[start of Input for this task]
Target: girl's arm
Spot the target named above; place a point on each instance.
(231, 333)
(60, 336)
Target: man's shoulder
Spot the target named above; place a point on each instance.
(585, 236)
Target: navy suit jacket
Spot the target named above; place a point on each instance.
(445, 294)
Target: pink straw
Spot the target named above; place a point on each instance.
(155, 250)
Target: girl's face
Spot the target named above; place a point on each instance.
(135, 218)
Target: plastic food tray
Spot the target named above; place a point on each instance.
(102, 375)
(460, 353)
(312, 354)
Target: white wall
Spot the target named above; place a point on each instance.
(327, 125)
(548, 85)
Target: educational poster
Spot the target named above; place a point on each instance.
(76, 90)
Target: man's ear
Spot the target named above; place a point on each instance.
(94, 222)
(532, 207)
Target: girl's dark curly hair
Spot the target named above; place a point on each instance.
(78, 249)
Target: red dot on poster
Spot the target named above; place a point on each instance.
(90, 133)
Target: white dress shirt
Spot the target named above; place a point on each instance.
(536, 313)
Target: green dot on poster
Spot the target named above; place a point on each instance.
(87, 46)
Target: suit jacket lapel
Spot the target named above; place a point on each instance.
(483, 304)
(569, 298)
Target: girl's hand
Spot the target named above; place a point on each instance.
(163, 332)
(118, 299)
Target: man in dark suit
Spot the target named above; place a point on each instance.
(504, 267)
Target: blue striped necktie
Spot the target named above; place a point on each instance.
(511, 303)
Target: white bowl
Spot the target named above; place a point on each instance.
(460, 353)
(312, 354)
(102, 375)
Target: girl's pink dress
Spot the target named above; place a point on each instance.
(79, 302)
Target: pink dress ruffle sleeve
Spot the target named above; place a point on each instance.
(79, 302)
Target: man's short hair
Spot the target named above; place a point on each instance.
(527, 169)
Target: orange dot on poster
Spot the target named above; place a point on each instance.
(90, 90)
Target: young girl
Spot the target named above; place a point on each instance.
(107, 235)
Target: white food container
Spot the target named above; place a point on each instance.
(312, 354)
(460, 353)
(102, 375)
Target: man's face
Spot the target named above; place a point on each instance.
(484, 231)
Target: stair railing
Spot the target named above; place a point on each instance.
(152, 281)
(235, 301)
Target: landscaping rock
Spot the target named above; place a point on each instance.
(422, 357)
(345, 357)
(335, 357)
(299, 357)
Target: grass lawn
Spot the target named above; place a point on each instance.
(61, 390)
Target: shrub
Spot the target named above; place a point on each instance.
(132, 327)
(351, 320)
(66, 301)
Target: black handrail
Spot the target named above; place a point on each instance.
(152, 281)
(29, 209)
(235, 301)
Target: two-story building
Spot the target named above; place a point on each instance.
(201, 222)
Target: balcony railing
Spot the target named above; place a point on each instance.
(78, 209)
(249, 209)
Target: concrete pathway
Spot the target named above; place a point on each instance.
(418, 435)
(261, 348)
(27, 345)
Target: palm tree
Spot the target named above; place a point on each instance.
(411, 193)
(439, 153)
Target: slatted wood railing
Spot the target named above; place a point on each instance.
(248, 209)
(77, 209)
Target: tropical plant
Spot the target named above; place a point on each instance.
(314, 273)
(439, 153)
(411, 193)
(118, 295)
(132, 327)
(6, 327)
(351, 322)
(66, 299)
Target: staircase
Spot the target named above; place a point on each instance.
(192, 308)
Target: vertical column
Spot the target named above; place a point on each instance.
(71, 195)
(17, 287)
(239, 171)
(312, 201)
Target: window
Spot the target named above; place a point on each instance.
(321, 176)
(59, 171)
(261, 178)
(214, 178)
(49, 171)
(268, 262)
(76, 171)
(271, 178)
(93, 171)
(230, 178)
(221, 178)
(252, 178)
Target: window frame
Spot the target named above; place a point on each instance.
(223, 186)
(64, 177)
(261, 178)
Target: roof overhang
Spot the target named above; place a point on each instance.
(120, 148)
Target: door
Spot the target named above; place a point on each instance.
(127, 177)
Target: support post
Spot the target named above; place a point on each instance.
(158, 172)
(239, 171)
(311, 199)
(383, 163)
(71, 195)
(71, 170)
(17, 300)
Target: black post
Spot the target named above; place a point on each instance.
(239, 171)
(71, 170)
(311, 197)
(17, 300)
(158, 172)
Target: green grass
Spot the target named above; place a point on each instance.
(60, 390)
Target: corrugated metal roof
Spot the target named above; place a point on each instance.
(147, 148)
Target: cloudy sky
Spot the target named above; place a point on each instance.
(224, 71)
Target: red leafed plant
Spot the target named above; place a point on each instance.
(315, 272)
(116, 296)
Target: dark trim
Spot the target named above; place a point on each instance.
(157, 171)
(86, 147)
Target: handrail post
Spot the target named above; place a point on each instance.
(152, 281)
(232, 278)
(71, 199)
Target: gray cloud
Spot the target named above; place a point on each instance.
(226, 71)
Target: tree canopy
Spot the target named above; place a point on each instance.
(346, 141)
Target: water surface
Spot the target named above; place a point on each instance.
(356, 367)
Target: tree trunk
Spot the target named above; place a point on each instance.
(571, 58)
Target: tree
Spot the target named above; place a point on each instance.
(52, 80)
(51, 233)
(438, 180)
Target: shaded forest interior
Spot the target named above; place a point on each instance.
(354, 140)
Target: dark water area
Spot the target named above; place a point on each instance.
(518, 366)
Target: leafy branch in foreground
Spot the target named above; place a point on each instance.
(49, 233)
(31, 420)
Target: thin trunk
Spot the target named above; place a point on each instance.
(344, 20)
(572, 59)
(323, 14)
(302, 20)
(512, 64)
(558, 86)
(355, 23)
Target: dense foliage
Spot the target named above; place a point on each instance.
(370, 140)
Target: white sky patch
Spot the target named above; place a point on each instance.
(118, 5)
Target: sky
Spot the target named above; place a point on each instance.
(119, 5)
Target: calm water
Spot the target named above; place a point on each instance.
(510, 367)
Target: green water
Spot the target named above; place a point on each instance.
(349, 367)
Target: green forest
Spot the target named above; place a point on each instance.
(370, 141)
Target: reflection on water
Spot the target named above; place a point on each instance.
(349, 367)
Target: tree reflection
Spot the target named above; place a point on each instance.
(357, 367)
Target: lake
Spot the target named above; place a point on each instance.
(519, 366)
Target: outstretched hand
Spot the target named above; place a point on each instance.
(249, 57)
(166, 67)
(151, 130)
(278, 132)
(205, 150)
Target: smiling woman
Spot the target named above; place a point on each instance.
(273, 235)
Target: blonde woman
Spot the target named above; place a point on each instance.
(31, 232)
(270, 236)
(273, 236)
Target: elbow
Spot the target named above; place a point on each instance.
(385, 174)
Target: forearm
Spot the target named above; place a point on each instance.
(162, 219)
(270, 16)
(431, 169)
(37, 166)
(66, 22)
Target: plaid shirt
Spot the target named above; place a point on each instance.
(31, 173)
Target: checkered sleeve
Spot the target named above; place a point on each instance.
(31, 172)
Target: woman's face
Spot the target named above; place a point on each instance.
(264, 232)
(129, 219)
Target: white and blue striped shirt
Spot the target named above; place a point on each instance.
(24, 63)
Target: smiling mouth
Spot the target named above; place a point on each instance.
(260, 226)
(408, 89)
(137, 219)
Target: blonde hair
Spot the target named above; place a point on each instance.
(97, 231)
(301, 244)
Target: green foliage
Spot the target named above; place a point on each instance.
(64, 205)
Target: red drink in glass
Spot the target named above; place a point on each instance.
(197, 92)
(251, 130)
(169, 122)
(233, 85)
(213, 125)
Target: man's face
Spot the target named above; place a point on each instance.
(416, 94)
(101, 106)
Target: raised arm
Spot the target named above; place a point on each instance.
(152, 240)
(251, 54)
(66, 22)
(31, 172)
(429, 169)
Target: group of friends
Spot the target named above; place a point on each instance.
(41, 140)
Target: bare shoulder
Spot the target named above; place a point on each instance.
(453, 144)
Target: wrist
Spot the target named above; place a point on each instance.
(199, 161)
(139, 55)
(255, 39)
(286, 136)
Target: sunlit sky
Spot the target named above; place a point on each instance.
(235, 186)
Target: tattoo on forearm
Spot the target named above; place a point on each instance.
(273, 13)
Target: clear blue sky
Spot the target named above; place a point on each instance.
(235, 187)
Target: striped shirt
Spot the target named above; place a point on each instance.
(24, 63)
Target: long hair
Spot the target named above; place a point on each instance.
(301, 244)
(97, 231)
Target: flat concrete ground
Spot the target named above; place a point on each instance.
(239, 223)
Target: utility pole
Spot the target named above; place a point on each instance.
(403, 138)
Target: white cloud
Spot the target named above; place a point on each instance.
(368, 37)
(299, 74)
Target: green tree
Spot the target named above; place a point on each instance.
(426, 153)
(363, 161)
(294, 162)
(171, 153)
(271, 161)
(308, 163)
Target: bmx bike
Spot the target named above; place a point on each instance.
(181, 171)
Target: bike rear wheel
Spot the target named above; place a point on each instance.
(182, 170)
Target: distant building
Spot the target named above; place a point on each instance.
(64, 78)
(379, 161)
[end of Input for this task]
Rewrite every row from the one with "Target: utility pole" through the end of the rows, replacing "green tree" with "leafy tree" and keeping everything else the same.

[Task solution]
Target: utility pole
Spot the target named above; place a point on each instance.
(403, 138)
Target: white cloud
Spot the target named above; place a point on each instance.
(368, 37)
(299, 74)
Target: leafy tree
Spot the target named above; place a point on each instance.
(426, 153)
(363, 161)
(294, 162)
(171, 153)
(271, 161)
(308, 163)
Target: bmx bike
Spot the target named above; place a point on each instance.
(181, 171)
Target: bike rear wheel
Spot the target named above; place a point on each instance.
(182, 170)
Target: distant building
Spot the target named above; place a point on each instance.
(64, 78)
(379, 161)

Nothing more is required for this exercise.